Written exercise: Render every line of the items below as a numbered list, skipping blank lines. Leave the pictures out.

Available data:
┄┄┄┄┄┄

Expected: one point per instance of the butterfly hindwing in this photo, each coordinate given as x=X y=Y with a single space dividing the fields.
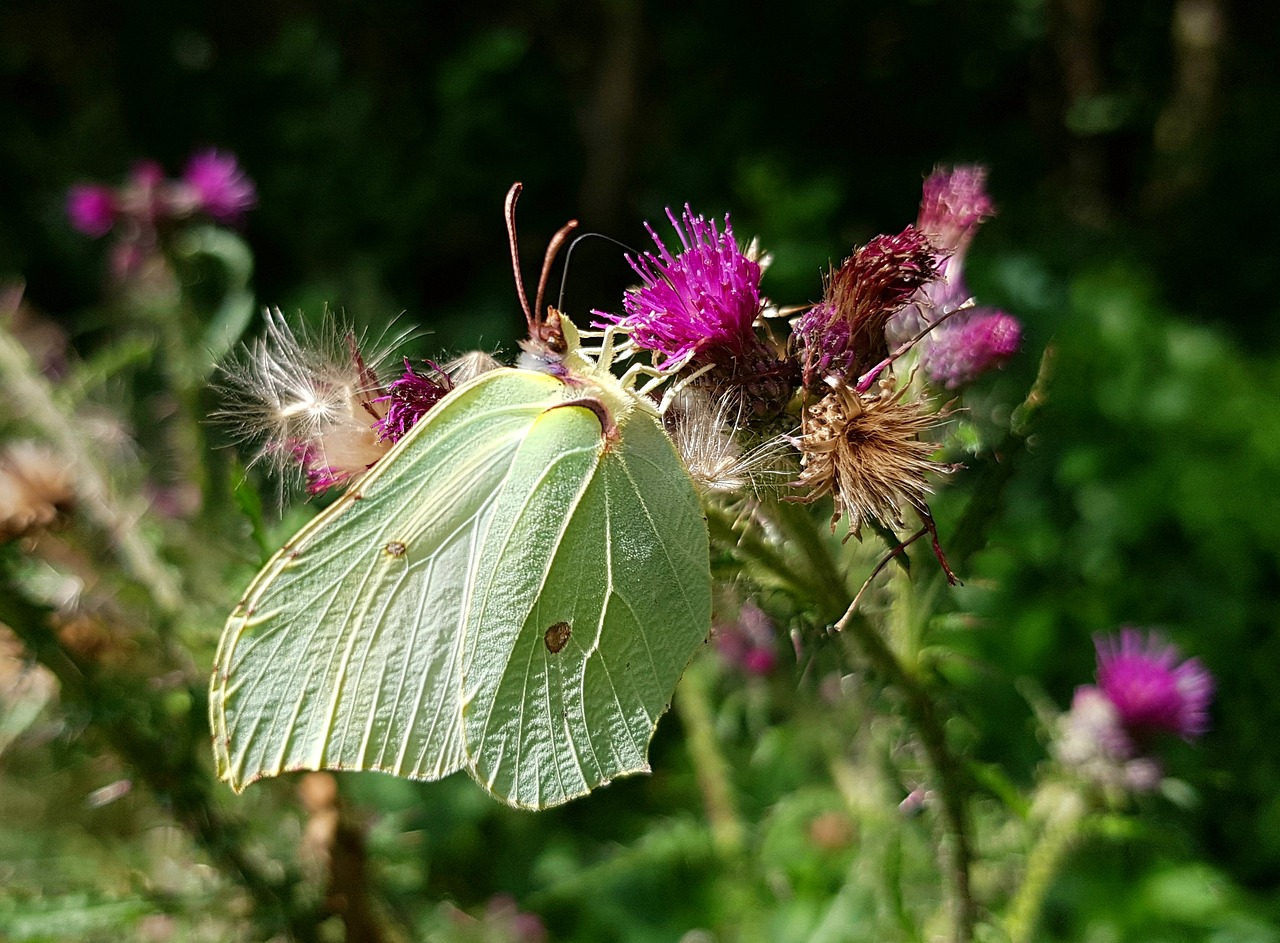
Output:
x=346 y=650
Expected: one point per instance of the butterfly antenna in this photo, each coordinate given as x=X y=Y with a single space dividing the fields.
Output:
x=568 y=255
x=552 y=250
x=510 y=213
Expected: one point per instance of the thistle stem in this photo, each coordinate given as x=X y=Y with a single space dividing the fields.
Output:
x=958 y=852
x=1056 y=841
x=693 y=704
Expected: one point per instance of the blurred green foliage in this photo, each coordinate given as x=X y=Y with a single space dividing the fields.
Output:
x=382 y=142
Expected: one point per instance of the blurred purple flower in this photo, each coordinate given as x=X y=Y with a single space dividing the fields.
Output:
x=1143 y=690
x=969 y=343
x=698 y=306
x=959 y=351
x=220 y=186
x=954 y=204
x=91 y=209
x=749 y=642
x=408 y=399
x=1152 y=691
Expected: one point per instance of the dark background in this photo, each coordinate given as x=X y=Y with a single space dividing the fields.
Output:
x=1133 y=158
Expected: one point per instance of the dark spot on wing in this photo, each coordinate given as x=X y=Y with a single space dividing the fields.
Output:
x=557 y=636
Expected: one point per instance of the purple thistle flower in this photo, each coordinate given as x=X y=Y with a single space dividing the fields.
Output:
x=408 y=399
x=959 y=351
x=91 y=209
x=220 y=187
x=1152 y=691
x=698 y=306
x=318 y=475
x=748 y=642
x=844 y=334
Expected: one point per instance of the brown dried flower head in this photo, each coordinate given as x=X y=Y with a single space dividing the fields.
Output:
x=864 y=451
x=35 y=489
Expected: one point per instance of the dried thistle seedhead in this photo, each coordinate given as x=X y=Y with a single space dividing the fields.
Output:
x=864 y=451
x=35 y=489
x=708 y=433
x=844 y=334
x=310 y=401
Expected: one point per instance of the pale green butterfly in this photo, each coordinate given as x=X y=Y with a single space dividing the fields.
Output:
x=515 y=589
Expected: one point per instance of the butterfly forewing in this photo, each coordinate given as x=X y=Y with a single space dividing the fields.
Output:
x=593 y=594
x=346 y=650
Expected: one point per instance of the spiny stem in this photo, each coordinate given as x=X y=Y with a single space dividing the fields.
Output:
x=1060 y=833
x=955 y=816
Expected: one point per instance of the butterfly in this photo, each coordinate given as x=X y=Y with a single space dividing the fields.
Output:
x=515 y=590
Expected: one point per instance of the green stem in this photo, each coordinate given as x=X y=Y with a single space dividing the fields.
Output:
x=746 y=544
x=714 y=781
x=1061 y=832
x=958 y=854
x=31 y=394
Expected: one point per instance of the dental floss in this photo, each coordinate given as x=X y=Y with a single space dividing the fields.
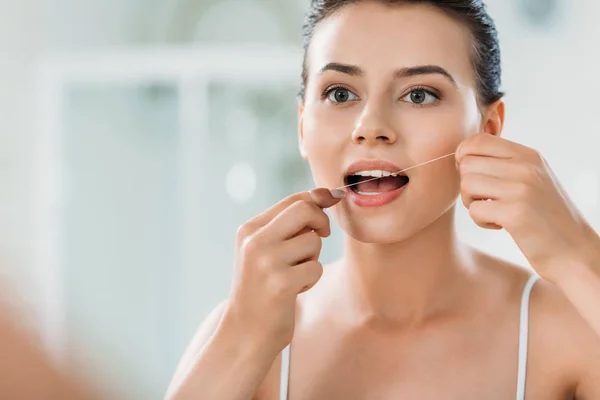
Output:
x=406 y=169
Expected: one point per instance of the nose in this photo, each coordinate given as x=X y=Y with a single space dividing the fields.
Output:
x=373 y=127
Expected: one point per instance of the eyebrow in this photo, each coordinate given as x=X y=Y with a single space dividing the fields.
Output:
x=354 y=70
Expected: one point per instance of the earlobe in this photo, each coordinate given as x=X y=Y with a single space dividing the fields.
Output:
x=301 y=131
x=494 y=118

┄┄┄┄┄┄

Complete answer:
1. Expected: one point per instance of the butterfly hindwing in this photo, each coordinate given as x=X y=Y with a single space dividing the fields.
2. Output:
3. x=346 y=650
4. Expected: one point per instance of the butterfly antenna in this photo, each coordinate given as x=X y=Y with a single space dividing the fields.
5. Output:
6. x=568 y=255
7. x=552 y=250
8. x=510 y=213
9. Expected: one point per instance of the thistle stem in this photo, each coordinate given as x=X y=Y with a single space dividing the fields.
10. Output:
11. x=958 y=852
12. x=1056 y=841
13. x=693 y=704
14. Expected: one point per instance of the blurred green foliage in this photo, each coordinate given as x=X y=Y with a single space dividing the fields.
15. Output:
16. x=382 y=142
17. Expected: one point per instance of the blurred purple flower in this photo, each coordinate given as x=X y=Y with a single space dividing the fields.
18. Output:
19. x=1143 y=690
20. x=969 y=343
21. x=698 y=306
22. x=959 y=351
23. x=220 y=186
24. x=954 y=204
25. x=91 y=209
26. x=749 y=642
27. x=408 y=399
28. x=1152 y=691
29. Expected: one point per instance of the dark background in this photo, each coordinate given as x=X y=Y with a single space dividing the fields.
30. Output:
31. x=1133 y=158
32. Expected: one point per instance of the dark spot on wing in this photo, each coordinate given as x=X y=Y with a single space dividing the fields.
33. Output:
34. x=557 y=636
35. Expected: one point per instance of the purple thistle flower in this photo, each coordinate given as x=X y=Y with a single space dividing the fields.
36. Output:
37. x=408 y=399
38. x=959 y=351
39. x=91 y=209
40. x=220 y=187
41. x=1152 y=691
42. x=698 y=306
43. x=318 y=475
44. x=748 y=642
45. x=844 y=334
46. Expected: one point per instance of the brown dried flower head in this photo, each coordinate given as x=X y=Y with a single space dividing the fields.
47. Output:
48. x=864 y=451
49. x=35 y=489
50. Expected: one point per instance of the dried thistle seedhead in this photo, each coordinate given as x=X y=Y with a single space dividing the fields.
51. Output:
52. x=864 y=451
53. x=35 y=489
54. x=708 y=433
55. x=844 y=334
56. x=310 y=401
57. Expected: one point per instance of the pale green butterfly in this photo, each coordinate given as x=X y=Y with a single space dividing the fields.
58. Output:
59. x=515 y=589
60. Expected: one point per instance of the butterfly forewing in this photo, each coordinate given as x=X y=Y with a single space dividing the fields.
61. Output:
62. x=593 y=594
63. x=346 y=650
64. Expected: one point per instance of the spiny stem in this photo, each coordinate given as x=X y=Y with a single space dividing the fields.
65. Output:
66. x=1060 y=833
67. x=955 y=816
68. Expected: one point per instance of the butterfly in this photo, each coordinate given as x=X y=Y with a single space dividing the fields.
69. Output:
70. x=515 y=590
71. Expected: one point per instance of the green stem in this photo, each coordinate given as x=X y=Y with a single space dividing the fields.
72. Output:
73. x=746 y=544
74. x=714 y=781
75. x=1061 y=832
76. x=958 y=854
77. x=31 y=394
78. Expected: one point per instance of the dental floss in this photo, each coordinate given as x=X y=Y with a single space dividing the fields.
79. Output:
80. x=406 y=169
81. Expected: one point per instance of the nose in this photo, each coordinate given as x=X y=Y with a single space dividing the fields.
82. Output:
83. x=373 y=127
84. Expected: one point per instance of the eyebrow in this photo, each coordinate given as x=X y=Y with a single space dividing the fields.
85. Output:
86. x=354 y=70
87. Expected: one point per instance of the earlobe in this photo, each coordinate given as x=X y=Y with a single space dividing the fields.
88. Output:
89. x=301 y=131
90. x=494 y=118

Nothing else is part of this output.